• _WHAT THE TASK ASKS_: An identical transcription of the records is required.

Natural language region descriptions:
* * * * * * *
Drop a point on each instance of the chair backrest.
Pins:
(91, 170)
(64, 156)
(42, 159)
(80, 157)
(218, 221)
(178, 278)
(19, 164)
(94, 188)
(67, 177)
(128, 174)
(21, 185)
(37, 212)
* * * * * * *
• _ANSWER TO THIS TASK_:
Drop a point on each instance of the chair backrest.
Pins:
(91, 170)
(64, 156)
(42, 159)
(80, 157)
(218, 221)
(178, 278)
(19, 164)
(94, 188)
(67, 177)
(128, 174)
(21, 185)
(37, 212)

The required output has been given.